EXTRACT TO READ:
>>

Bass Drum Mixing

Posted on Posted in Music Mastering

Written by Edward Vinatea

Creating the bottom end / mixing bass drums

Table Of Contents

  • Introduction
  • Setting Up The Right Bass Kick Drum Level
  • Mixing EDM Bass Drums
  • Going Sub Sonic
  • Bass Drum Compression
  • Mixing Bass Drum & Bass Line
  • Ducking
  • Bass Drum Equalization
  • Things To Avoid

Introduction

Honestly, trying to learn drum mixing online can be very frustrating and a waste of time, especially if the stuff you read was written by a rookie engineer. Even if you can hear audio examples, you could still be learning from someone with a hidden agenda to sell you something. Yes, you could think the same about this article, but please read on, hopefully I will disprove that too.

Setting Up The Right Bass Kick Drum Level

Whatever tips, or online samples you download, hear, etc, the information could be completely wrong for your song/mix. I’m not talking about beat patterns, but track leveling. There are many variables, so you need to listen to what the song needs in the first place. The reality is, there is no instruction manual to get the correct level of a kick drum in any mix. Having said that, you need a flat response speaker monitor to get within the ball park. A nice, full and balanced kick drum is the result of critical monitoring and experience. If you are unsure that you are overcompensating for the lack of a good monitoring environment, try playing your mix on as many systems as you can and listen for how the kick translates. Does this kick drum pop up your chest in and out of your song? Is it deep and phat for your hip hop, dance music track? These questions can only be answered by ‘listening’, and that can be subjective at times. To make it more objective, you’d need a spectrum analyzer. As a matter of fact, with one, you could nail the kick’s mix level each time without needing to check on multiple playback systems, this is especially true if you do mixes very consistently and repetitively all the time. You do need, however, to be RTA trained.

Assuming you have your drums laid out and ready to be mixed, have you ever wondered how some of the mixes you’ve heard sound really punchy and phat? More often than not, what you’ve heard was the result of mastering.

<<

RECORDS:
>>

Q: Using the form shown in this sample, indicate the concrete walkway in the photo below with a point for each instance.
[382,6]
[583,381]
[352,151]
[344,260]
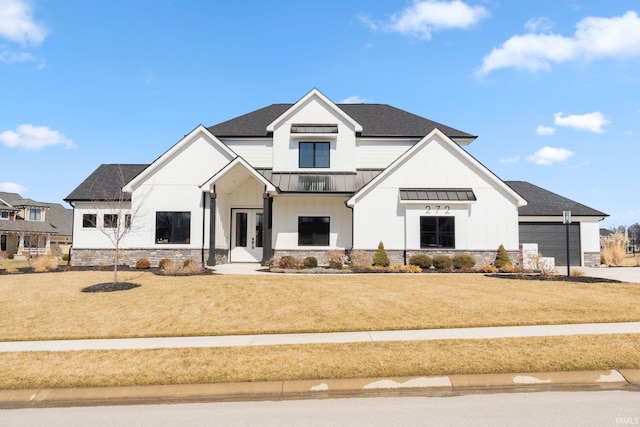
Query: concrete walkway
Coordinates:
[322,338]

<<

EXERCISES:
• a. Rewrite the entries with "concrete walkway" switched to "paved path" and everything else unchanged. Leave the pictures out.
• b. Resume the article on bass drum mixing after its last sentence.

ANSWERS FOR THE EXERCISE:
• a.
Q: Using the form shown in this sample, indicate the paved path in the photo below with a point for each instance.
[382,6]
[583,381]
[352,151]
[344,260]
Query: paved path
Coordinates:
[322,338]

• b.
But, were these great sounding bass drums the result of the mastering process alone? The answer is, no. The mix itself has to have the correct bass drum level, eq and compression for this great sound to emerge. Even the kick drum you are trying to record is very important because of its fundamentals. If you are capturing/tracking in your own studio, then the microphone type, its polarity and position is important to the set up and thus, successful recording. Knowing that setting up a drum kit for recording may require anywhere from 2 to 30 mics, this article doesn’t discuss tracking or mixing in the studio. Nevertheless, you may still pick up another tip or two about drum mixing, and you may even learn a bit more about what ME’s can do to improve upon your record’s bottom end, or reinforce what you’ve already learned in the past.

Mixing EDM Bass Drums

In this brief article I focus first on EDM (electronic dance music) and try to explain a few concepts. It all starts with what you choose as your main bass drum. In case you thought I was going to discuss working with only one bass drum track/channel; be aware that the reason some bass drums sound ‘huge’ and fuller than others is usually the result of layering multiple kick drums.

 

The best dance remixers in the world will tell you that in order to get a ‘big kick drum’ sound, you probably need to layer two or more bass drums that complement each other. In theory, if you doubled the same sound, you only increase amplitude, so you end up with the same thing, only louder. That’s not what we are after. If you use a drum track copy and shift it, the result is a phasey kick drum. We don’t want that either.

You need to understand what is needed for your bottom end in the first place. For example, there are thin kick drums that have great punch and there are heavy boomy kick drums that have a ‘phat’ sound which gives a tremendous presence (weight) in all lower frequencies, including sub sonic content.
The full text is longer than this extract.